● Try it: Set down, in full, every record in the block.

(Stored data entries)
◇ ◇ ◇

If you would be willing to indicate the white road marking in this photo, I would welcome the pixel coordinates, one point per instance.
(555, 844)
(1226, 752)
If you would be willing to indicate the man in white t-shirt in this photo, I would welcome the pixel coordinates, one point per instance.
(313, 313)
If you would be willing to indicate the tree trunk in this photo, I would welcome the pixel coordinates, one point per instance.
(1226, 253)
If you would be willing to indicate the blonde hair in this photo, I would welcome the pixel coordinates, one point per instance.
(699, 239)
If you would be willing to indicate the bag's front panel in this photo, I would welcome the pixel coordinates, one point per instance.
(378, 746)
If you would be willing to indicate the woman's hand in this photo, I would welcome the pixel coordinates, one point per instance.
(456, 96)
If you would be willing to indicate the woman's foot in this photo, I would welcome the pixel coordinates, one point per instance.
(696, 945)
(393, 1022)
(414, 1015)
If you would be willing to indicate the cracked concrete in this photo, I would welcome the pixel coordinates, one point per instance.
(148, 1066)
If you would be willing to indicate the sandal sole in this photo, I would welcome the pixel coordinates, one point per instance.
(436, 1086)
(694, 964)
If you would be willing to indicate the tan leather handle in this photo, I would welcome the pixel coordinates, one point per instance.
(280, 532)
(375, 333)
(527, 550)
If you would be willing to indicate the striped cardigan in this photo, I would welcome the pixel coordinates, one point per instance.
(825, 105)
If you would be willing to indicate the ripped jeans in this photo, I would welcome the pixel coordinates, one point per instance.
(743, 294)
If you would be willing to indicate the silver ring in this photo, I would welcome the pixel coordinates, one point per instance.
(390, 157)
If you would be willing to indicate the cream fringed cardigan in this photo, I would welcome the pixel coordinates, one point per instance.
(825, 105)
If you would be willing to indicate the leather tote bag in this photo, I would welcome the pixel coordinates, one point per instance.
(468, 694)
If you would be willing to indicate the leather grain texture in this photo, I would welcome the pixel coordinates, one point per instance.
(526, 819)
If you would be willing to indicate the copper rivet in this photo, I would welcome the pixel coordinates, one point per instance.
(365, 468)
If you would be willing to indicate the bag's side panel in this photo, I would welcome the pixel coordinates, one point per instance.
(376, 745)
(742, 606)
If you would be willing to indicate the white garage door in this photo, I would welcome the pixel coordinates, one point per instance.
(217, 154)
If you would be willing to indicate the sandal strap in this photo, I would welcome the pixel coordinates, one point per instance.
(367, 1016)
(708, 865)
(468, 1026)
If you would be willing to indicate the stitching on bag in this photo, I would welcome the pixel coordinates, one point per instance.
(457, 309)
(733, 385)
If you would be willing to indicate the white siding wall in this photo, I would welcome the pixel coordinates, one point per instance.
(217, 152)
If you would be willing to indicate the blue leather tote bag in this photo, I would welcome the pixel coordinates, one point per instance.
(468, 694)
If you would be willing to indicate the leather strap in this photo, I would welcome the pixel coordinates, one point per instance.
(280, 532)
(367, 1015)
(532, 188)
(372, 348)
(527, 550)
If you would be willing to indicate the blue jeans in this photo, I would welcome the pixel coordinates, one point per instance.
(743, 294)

◇ ◇ ◇

● Solution to this exercise:
If you would be willing to indicate the white road marking in this photo, I would welcome the pixel coordinates, one point per instance.
(555, 844)
(1226, 752)
If you would be willing to indicate the man in white t-shirt in this photo, I would welcome the pixel coordinates, one point per instance.
(313, 313)
If you would be willing to indicate the tree trunk in this photo, I would welcome the pixel coordinates, one point per instance.
(1226, 253)
If you would be willing to indicate the blonde hair in this photo, I would welcome the pixel coordinates, one point per instance.
(699, 239)
If you would be willing to indicate the bag's front panel in this photo, I would welcome the pixel coordinates, one point per instance.
(378, 746)
If you would be willing to indicate the woman's hand in this photo, I would welcome the pixel coordinates, one point per instance.
(456, 96)
If you would be willing to indicate the woman's foot in this photo, I would welcome the pixel coordinates, one point per instance.
(696, 945)
(393, 1022)
(414, 1015)
If you would be willing to indicate the cracked concrete in this photo, I would welcome the pixel coordinates, one point per instance.
(148, 1066)
If you would be willing to indicate the sandal sole in this photo, I would welcome the pixel coordinates, one point per instance.
(436, 1086)
(694, 964)
If you would be willing to indicate the tan leather handle in this photo, I would welcome the pixel coordinates, one point per instance.
(280, 532)
(375, 333)
(527, 550)
If you would be willing to indicate the striped cardigan in this photo, I would welcome the pixel coordinates, one point per instance.
(825, 105)
If you would be willing to indicate the ripped jeans in this photo, I would welcome the pixel coordinates, one point per instance.
(743, 294)
If you would be willing to indicate the silver ring in this photo, I would welcome the pixel coordinates, one point per instance.
(390, 157)
If you would be willing to indicate the cream fringed cardigan in this photo, I would welcome the pixel coordinates, one point per instance.
(825, 105)
If you would be willing to indicate the leather tote bag in this photo, I would welcome the pixel coordinates, one point per instance.
(468, 694)
If you would be willing to indicate the leather grain texture in this photo, I would welcome the pixel coordinates, one point per instance.
(526, 819)
If you would be willing to indicate the copper rivet in this photo, I would welcome the pixel coordinates, one point per instance.
(365, 468)
If you would be willing to indicate the bag's side panel in this photo, I would welcome the pixel coordinates, one point per instance.
(376, 745)
(742, 606)
If you would be willing to indicate the white garage door in this photo, I would welcome the pixel coordinates, one point per instance.
(217, 154)
If you would be willing to indicate the sandal strap in this photo, I would welcome the pixel coordinates, one point per instance.
(367, 1016)
(708, 865)
(468, 1026)
If you would be willing to indicate the stitching on bag in this photo, I would welcome the pixel coordinates, one point per instance.
(457, 309)
(733, 385)
If you would be willing to indicate the white siding wall in this photo, I would welcome the pixel coordinates, one point per instance.
(217, 152)
If you would be willing to indicate the blue leather tote bag in this photo, I would welcome the pixel coordinates, one point per instance.
(468, 694)
If you would be willing to indicate the leather strap in this photo, I would welcome the pixel coordinates, one point per instance.
(280, 532)
(367, 1015)
(532, 188)
(372, 348)
(527, 550)
If you would be willing to indicate the blue jeans in this photo, I would welcome the pixel coordinates, one point per instance.
(743, 294)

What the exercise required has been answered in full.